== The data ==
+--
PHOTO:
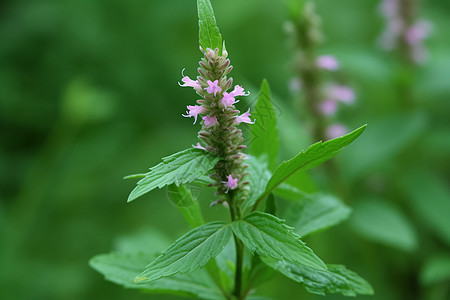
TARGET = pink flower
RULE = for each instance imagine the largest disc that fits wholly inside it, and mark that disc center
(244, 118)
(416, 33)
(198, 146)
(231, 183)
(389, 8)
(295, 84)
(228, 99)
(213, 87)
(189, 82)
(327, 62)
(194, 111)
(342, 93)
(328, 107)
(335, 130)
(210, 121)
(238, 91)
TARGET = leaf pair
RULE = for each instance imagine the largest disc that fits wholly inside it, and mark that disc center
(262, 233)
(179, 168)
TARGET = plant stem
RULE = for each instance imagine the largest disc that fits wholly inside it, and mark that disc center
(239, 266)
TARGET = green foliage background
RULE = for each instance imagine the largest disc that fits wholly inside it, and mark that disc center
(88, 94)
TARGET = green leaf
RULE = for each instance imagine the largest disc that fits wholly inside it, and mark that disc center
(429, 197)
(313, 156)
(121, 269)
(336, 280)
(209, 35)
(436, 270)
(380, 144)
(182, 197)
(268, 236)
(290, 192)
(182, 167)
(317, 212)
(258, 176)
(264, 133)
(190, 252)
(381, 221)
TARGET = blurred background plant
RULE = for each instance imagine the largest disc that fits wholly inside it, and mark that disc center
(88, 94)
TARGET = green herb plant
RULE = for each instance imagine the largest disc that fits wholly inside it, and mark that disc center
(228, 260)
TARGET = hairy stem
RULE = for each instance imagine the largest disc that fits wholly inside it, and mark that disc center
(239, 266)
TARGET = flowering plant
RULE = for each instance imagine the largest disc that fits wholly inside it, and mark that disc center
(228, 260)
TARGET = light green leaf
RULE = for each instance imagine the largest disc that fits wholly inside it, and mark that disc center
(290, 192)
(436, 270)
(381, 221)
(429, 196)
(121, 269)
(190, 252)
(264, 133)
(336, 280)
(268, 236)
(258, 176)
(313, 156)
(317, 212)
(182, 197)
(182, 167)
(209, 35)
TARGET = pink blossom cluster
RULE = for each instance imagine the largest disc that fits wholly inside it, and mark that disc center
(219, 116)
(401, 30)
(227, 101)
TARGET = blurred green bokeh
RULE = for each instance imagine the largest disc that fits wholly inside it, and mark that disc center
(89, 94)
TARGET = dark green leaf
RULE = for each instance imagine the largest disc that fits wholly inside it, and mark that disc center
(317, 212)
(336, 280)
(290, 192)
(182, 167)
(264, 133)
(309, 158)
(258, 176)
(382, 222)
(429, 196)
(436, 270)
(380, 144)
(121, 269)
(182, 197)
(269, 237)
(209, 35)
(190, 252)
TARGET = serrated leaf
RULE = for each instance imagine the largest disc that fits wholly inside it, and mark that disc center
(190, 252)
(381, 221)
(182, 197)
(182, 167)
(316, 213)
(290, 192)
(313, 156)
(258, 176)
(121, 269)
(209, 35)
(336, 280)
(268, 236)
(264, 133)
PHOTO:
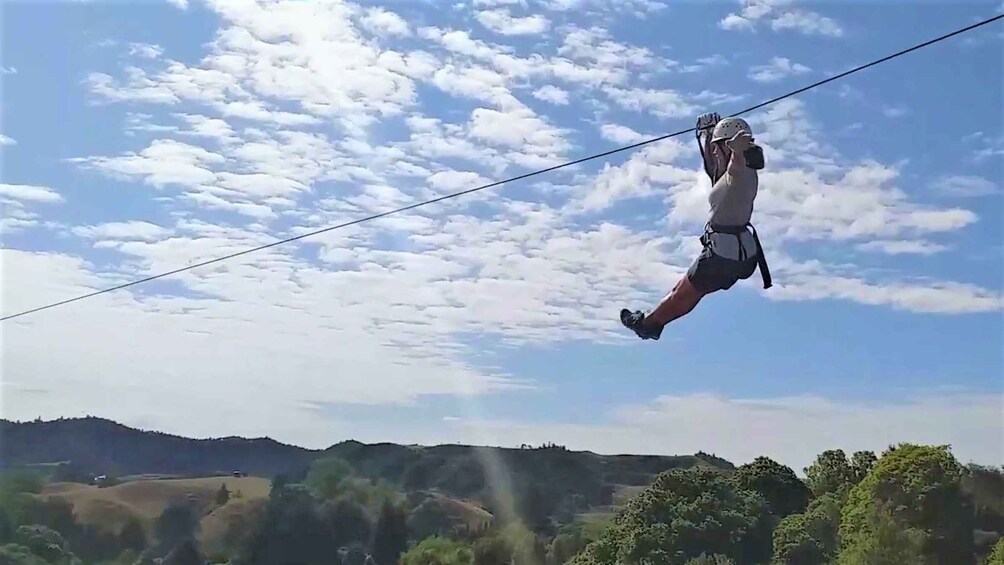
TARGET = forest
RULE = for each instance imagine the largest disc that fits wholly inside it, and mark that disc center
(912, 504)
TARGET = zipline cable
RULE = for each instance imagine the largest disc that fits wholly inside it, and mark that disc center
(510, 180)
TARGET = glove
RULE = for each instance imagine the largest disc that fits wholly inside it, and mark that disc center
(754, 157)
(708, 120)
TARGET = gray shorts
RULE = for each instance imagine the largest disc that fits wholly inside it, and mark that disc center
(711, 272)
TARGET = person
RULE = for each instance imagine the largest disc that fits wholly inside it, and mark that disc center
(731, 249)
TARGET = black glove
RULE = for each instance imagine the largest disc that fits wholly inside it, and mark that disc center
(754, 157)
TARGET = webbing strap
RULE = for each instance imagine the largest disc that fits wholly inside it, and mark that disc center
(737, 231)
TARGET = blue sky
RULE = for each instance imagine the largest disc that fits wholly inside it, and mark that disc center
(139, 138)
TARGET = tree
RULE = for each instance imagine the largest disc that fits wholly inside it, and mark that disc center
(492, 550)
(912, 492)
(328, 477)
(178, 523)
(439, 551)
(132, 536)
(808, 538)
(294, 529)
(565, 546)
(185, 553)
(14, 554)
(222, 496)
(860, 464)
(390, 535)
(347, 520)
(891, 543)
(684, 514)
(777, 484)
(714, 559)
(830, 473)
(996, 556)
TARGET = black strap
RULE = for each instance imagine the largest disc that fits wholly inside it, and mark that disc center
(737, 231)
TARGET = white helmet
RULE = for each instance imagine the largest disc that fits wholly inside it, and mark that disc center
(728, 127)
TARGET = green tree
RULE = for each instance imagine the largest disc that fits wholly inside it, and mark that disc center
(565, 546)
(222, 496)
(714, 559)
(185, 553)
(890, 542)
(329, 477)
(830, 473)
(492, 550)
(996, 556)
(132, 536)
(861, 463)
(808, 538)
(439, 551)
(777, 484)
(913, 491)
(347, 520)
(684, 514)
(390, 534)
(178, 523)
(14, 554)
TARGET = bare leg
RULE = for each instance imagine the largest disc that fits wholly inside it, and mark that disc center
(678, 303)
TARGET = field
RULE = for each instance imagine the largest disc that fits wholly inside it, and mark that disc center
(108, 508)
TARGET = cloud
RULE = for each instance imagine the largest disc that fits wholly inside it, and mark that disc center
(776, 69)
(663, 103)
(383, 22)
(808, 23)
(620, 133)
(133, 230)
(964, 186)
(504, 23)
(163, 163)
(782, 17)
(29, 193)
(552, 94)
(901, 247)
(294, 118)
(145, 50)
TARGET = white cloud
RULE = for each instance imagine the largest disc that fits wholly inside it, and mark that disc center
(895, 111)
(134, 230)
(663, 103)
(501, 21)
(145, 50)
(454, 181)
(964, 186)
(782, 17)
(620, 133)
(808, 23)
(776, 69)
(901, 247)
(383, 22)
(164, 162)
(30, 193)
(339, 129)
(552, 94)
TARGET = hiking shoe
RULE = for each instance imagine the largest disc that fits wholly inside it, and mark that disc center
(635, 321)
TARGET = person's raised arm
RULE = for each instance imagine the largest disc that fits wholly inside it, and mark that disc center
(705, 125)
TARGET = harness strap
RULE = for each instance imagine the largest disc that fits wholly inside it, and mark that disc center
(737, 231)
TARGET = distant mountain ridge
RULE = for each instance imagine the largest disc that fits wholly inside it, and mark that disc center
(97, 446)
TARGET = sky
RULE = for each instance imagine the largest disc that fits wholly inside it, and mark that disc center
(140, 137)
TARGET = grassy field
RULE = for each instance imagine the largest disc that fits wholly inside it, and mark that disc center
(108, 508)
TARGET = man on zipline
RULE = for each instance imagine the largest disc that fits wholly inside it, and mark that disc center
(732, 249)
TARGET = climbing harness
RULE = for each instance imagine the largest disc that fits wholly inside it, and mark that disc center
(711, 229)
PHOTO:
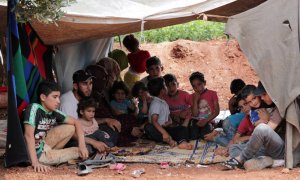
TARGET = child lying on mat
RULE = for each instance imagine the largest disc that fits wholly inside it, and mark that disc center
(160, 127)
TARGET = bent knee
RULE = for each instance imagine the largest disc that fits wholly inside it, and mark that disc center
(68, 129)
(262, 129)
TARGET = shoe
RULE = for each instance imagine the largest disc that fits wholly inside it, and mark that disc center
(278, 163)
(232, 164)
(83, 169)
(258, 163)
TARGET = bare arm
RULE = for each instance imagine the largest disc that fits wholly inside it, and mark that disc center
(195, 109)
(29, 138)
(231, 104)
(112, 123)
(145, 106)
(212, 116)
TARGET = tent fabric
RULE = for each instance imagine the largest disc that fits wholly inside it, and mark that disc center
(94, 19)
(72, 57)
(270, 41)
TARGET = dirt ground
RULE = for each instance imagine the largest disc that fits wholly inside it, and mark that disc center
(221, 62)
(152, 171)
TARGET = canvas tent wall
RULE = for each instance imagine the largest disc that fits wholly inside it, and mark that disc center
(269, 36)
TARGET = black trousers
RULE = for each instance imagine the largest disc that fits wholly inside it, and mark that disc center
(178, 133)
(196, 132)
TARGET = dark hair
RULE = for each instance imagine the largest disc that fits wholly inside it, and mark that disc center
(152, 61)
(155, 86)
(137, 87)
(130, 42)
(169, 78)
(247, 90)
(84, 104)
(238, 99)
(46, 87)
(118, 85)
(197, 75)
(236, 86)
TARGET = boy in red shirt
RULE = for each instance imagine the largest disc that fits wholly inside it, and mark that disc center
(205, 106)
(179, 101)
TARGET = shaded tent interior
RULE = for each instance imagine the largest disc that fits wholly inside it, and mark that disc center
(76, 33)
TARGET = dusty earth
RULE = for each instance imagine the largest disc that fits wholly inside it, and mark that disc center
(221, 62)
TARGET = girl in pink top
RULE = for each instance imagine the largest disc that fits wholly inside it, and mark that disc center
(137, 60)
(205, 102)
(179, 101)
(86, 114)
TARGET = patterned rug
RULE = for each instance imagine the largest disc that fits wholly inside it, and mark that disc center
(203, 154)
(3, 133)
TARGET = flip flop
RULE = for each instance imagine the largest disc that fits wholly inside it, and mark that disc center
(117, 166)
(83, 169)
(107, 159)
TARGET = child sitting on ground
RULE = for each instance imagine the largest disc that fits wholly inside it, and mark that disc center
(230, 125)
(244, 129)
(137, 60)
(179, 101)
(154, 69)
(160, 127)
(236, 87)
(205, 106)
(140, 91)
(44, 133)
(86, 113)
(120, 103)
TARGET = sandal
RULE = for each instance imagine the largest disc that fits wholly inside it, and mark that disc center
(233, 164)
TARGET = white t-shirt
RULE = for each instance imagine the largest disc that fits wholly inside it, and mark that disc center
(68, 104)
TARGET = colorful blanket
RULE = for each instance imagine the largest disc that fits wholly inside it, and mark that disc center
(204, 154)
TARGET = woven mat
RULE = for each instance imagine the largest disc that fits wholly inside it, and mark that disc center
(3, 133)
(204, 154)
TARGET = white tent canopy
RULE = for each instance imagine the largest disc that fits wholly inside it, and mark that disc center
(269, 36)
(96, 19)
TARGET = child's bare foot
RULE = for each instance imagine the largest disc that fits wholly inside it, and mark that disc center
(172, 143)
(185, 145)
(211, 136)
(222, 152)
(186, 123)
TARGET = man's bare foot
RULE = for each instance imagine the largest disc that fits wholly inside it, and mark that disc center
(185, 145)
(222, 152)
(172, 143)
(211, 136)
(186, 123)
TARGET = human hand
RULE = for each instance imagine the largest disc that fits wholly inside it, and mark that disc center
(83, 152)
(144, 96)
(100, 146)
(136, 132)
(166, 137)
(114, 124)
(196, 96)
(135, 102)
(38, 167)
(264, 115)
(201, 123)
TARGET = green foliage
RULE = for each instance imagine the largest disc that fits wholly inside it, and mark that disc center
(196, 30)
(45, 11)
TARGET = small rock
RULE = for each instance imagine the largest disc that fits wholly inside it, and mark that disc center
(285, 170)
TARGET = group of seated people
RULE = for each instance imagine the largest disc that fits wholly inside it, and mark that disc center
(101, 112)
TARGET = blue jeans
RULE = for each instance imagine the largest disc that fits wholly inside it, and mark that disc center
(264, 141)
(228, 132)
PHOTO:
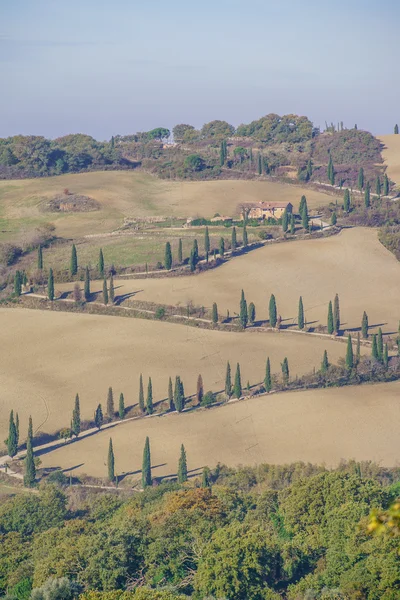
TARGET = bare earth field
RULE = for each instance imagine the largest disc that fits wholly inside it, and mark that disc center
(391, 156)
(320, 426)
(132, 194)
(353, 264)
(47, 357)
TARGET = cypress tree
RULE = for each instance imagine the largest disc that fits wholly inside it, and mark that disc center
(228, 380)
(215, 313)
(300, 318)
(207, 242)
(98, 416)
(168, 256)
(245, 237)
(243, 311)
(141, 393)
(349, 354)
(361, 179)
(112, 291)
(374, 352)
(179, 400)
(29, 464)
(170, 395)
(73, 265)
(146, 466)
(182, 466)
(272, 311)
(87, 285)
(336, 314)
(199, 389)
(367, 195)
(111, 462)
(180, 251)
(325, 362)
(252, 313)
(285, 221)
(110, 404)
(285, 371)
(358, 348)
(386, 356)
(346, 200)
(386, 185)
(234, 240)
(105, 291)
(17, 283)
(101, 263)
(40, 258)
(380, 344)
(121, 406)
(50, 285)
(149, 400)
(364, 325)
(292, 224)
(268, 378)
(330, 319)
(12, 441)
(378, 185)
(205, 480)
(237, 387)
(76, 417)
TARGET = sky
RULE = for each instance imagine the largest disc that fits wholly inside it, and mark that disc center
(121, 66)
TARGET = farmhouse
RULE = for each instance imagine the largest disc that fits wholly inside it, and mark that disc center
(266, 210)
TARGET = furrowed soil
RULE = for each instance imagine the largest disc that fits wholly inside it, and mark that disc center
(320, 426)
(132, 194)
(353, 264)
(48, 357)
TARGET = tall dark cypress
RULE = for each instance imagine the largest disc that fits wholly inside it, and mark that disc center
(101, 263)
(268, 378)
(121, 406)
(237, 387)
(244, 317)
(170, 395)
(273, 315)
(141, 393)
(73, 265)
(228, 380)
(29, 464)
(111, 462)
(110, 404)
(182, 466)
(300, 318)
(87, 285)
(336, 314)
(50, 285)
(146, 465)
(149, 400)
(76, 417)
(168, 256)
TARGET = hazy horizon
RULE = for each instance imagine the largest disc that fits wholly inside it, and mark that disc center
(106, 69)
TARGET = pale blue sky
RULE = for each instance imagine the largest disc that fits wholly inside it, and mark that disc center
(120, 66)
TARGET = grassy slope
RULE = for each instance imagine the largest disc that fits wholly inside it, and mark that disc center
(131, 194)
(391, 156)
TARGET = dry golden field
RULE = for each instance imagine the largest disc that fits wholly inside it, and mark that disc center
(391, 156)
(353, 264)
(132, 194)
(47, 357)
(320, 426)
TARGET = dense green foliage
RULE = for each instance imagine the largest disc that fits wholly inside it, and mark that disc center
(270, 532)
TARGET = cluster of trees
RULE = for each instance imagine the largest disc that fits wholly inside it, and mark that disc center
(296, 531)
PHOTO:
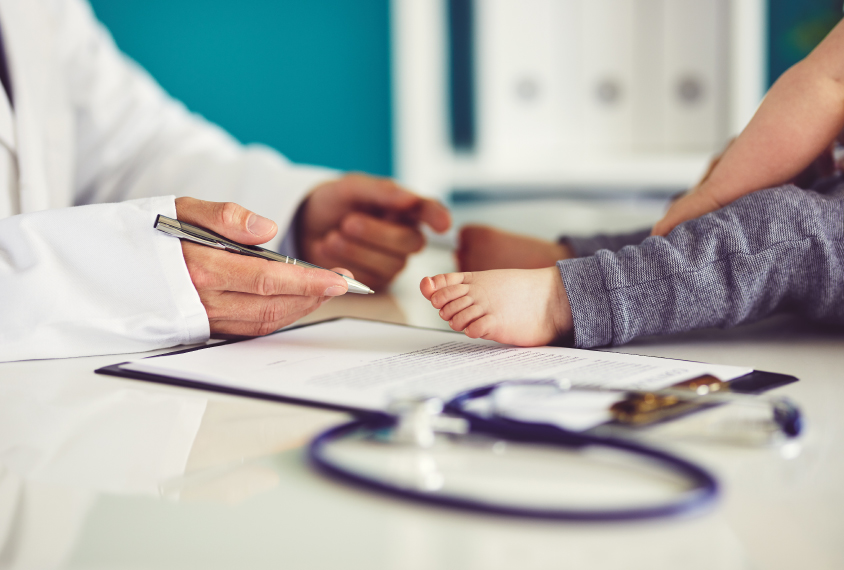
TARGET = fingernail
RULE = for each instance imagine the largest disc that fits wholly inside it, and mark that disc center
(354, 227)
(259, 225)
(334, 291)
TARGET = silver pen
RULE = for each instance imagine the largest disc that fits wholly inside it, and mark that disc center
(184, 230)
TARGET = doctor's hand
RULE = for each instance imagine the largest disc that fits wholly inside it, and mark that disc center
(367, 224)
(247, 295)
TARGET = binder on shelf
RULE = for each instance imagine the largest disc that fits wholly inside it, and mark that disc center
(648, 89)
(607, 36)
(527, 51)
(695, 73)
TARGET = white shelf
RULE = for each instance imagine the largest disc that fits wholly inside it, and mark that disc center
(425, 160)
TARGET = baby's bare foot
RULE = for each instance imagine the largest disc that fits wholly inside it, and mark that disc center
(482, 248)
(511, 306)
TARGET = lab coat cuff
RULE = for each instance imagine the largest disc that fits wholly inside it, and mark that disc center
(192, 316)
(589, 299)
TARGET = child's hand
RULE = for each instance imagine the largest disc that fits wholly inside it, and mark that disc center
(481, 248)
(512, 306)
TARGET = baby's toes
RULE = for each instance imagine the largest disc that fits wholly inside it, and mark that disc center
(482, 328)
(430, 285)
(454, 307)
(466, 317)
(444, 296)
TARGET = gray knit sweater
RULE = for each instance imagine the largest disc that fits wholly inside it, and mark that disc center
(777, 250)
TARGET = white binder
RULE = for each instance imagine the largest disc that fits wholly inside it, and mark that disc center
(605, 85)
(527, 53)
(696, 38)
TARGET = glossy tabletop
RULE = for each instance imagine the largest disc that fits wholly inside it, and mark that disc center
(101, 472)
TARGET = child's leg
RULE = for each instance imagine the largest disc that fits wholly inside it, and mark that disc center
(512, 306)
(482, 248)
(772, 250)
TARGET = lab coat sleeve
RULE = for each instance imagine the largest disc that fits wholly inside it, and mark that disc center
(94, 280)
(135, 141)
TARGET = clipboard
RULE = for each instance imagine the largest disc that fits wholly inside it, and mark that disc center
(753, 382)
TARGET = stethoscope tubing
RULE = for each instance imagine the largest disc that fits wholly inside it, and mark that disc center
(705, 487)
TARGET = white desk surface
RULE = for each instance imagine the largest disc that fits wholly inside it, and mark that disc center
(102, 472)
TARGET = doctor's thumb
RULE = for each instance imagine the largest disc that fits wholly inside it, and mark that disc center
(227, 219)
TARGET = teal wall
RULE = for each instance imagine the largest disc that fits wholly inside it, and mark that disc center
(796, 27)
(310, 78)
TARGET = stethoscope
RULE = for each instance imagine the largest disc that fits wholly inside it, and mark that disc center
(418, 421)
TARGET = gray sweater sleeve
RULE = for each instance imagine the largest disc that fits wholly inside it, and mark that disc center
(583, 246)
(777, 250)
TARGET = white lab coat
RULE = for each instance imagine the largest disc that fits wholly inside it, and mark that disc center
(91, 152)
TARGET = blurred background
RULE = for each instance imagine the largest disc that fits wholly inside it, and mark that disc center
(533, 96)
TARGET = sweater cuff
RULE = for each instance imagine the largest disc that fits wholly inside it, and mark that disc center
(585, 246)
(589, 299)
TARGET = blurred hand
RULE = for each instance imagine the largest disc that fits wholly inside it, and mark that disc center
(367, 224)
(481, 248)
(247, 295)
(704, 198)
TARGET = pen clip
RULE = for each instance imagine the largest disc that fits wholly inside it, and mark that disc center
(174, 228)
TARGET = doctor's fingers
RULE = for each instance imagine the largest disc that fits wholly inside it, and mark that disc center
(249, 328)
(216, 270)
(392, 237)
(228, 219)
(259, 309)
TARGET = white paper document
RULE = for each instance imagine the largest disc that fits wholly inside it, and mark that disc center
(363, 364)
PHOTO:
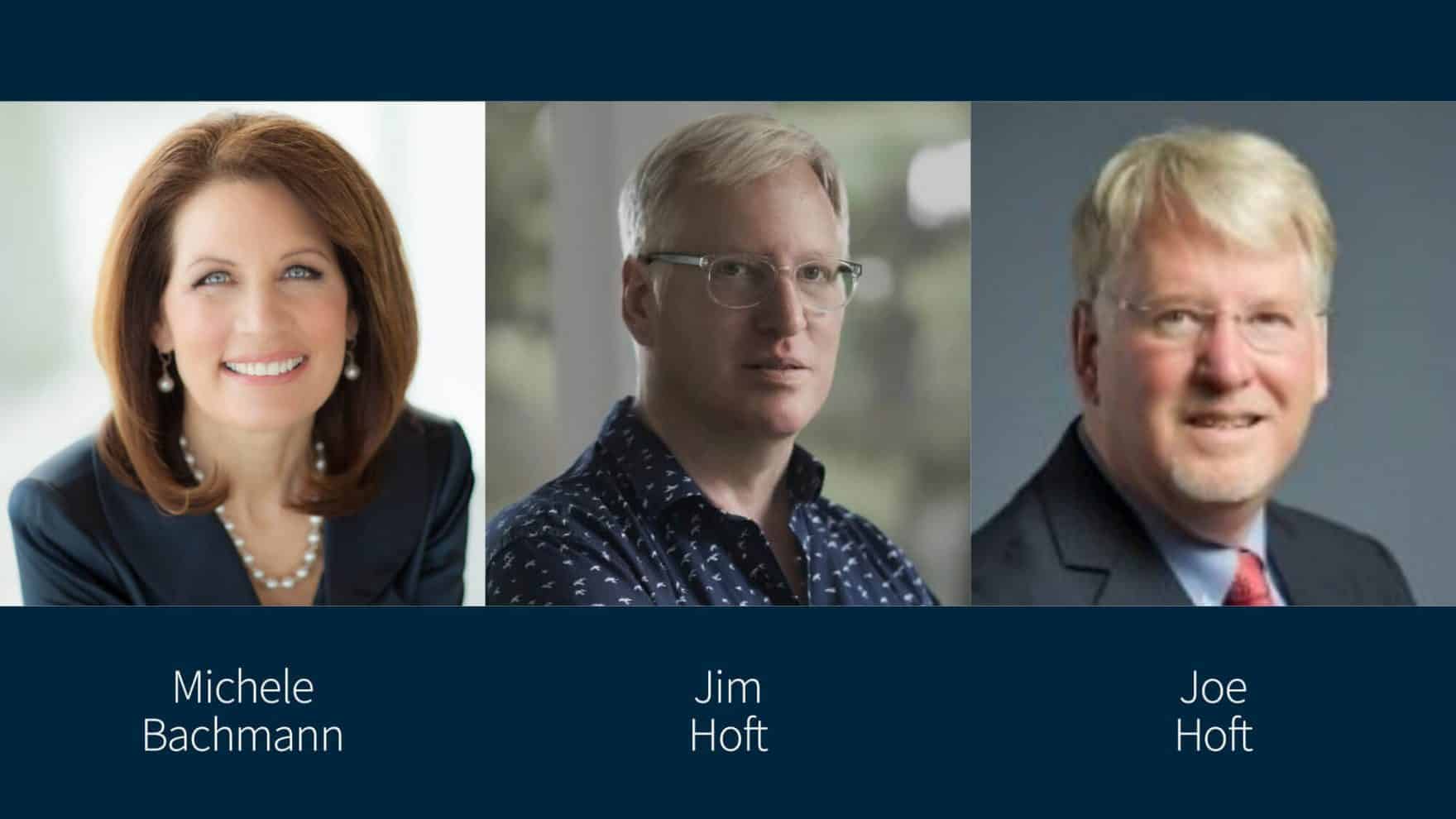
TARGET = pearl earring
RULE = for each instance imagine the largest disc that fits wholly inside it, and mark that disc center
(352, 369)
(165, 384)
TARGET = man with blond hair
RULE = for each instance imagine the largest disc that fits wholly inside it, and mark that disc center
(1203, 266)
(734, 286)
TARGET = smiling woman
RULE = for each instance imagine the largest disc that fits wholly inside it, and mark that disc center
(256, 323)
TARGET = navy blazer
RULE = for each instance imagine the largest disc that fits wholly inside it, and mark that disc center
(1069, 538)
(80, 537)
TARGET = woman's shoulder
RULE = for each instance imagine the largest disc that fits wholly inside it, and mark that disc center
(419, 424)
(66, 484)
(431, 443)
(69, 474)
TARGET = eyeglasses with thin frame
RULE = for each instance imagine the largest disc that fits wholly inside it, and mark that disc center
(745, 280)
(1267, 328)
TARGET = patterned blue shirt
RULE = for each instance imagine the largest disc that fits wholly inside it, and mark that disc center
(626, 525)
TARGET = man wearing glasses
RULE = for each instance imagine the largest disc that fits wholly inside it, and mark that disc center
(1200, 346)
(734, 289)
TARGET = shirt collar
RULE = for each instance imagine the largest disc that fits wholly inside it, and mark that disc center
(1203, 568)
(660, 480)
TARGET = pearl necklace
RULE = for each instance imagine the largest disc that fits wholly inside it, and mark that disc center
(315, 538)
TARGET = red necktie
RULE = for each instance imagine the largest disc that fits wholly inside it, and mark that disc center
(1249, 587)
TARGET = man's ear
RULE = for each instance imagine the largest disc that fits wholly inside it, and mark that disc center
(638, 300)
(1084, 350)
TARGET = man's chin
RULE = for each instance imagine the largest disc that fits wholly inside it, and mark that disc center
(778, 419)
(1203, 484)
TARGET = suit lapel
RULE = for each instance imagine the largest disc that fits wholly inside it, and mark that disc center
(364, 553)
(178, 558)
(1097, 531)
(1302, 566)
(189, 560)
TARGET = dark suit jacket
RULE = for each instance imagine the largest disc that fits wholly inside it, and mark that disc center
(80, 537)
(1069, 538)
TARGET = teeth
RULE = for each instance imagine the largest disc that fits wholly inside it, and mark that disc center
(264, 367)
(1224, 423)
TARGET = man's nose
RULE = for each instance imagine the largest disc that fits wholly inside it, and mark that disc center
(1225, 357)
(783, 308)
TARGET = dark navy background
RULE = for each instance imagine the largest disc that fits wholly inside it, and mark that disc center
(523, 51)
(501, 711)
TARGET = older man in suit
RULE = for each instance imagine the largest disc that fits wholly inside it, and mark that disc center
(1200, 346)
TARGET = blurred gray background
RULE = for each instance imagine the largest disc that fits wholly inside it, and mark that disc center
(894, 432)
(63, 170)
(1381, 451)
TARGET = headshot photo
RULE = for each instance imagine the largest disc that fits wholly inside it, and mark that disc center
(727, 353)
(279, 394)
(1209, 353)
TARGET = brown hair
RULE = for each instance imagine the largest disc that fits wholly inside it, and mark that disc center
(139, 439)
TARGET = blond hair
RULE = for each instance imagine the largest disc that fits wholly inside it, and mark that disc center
+--
Your task is to transcribe the line containing "TARGET = older man in suit" and every line after it, through the last line of the data, exactly as written and with nothing more.

== Solution for this exercise ==
TARGET = older man in suit
RULE = for each instance imagine the largest disc that fits wholly inside it, and mark that disc center
(1200, 346)
TARGET = blurred gray background
RULE = for each instance imagine the largest disc that fits wholly inside it, and mark that disc center
(894, 432)
(63, 170)
(1381, 451)
TARGET = headshot photo
RULE = for each instance imagine the largest disc that fits wholly inside it, and mark that disc center
(727, 353)
(279, 394)
(1209, 353)
TARGET = brown hair
RULE = for each instance imagine the largest disc that fits wholly inside it, and mark that disc center
(139, 439)
TARGET = blond hair
RULE = for each instance imagine the largest disc that fits wholly inside it, and mark that disc center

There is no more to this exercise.